::: RAW DATA
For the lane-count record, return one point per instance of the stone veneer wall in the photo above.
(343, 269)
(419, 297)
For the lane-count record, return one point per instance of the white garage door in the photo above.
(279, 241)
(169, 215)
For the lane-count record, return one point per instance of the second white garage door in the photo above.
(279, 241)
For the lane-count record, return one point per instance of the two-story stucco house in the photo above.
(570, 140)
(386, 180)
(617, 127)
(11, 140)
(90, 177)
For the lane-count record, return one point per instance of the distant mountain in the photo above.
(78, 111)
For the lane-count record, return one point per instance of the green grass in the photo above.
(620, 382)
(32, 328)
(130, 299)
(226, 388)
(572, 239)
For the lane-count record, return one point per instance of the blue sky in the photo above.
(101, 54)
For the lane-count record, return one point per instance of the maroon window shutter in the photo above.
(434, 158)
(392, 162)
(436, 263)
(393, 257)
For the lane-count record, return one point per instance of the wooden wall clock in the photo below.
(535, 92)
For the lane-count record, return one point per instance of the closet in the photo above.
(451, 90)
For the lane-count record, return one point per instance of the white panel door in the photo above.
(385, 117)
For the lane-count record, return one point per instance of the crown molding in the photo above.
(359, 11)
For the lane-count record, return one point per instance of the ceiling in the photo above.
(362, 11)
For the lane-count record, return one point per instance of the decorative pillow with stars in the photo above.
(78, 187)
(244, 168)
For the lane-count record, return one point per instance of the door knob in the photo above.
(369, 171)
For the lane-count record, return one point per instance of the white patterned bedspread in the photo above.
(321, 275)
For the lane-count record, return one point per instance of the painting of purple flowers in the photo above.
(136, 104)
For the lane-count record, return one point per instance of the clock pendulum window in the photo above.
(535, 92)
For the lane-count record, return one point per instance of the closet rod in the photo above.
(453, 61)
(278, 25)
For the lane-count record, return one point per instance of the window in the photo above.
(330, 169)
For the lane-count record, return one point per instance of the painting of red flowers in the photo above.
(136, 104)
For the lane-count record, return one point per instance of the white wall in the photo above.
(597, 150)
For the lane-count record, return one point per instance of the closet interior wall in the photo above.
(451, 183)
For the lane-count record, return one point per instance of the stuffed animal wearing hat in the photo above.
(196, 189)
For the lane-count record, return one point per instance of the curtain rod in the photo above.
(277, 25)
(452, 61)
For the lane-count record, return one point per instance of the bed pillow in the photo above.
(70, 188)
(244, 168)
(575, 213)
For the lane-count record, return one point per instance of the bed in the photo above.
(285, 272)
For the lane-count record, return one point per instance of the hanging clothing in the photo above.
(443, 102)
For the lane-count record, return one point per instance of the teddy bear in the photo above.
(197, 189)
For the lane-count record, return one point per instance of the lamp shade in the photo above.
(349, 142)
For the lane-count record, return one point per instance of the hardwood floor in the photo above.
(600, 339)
::::::
→ **TASK GOAL**
Output the full listing exactly as it stands.

→ **WRITTEN SOLUTION**
For the lane-count record, return one point per instance of the stone veneer wall in the photo above.
(343, 269)
(419, 297)
For the lane-count record, return one point per instance of the white garage door in the photo above.
(279, 241)
(169, 215)
For the lane-count record, return one point per instance of the second white garage door in the photo above.
(279, 241)
For the lane-count record, return one point per instance of the two-story stucco house in the photo above.
(570, 140)
(386, 180)
(617, 127)
(11, 140)
(90, 177)
For the lane-count record, return one point per instance of the distant mountain in the photo above.
(78, 111)
For the lane-count record, return one point per instance of the green grass in the photo above.
(620, 382)
(32, 328)
(130, 299)
(226, 388)
(572, 239)
For the lane-count record, return one point per instance of the blue sky in the photo above.
(101, 54)
For the lane-count record, return one point per instance of the maroon window shutter in the photo above.
(434, 158)
(392, 162)
(436, 263)
(393, 257)
For the lane-count record, return one point per instance of the wooden wall clock in the photo below.
(535, 92)
For the lane-count record, return one point per instance of the closet in the photo above.
(451, 90)
For the lane-count record, return one point per instance of the white panel door in the photo above.
(385, 117)
For the lane-count record, return one point per instance of the crown molding in the photo above.
(359, 11)
For the lane-count record, return one point per instance of the ceiling in the photo above.
(362, 11)
For the lane-count record, return one point per instance of the decorative pillow with stars in the photo above.
(78, 187)
(244, 168)
For the lane-count record, return one point per instance of the door knob in the photo above.
(369, 171)
For the lane-count record, return one point per instance of the white patterned bedspread in the photo above.
(321, 275)
For the lane-count record, return one point per instance of the painting of purple flowers in the photo above.
(136, 104)
For the lane-count record, return one point per instance of the clock pendulum window in the photo above.
(535, 92)
For the lane-count record, return one point per instance of the closet rod in the photo above.
(453, 61)
(278, 25)
For the lane-count record, return one point per instance of the window in the photo above.
(330, 169)
For the lane-count record, return one point per instance of the painting of red flowers in the photo above.
(136, 104)
For the lane-count record, return one point per instance of the white wall in the photo above.
(597, 150)
For the lane-count record, return one point per instance of the closet interior wall in the photo above.
(451, 183)
For the lane-count record, return one point per instance of the stuffed animal wearing hat in the photo above.
(196, 189)
For the lane-count record, return one point per instance of the curtain rod in the photo above.
(277, 25)
(452, 61)
For the lane-count record, return one point per instance of the bed pillow in the photo above.
(70, 188)
(244, 168)
(575, 213)
For the lane-count record, return one point per instance of the bed in the photo above.
(285, 272)
For the lane-count record, return one point per instance of the hanging clothing in the photo above.
(443, 102)
For the lane-count record, return one point per instance of the teddy bear in the photo above.
(197, 189)
For the lane-count record, return one point per instance of the lamp shade in the photo above.
(349, 142)
For the lane-count record, return one point per instance of the hardwood floor in the photo above.
(600, 339)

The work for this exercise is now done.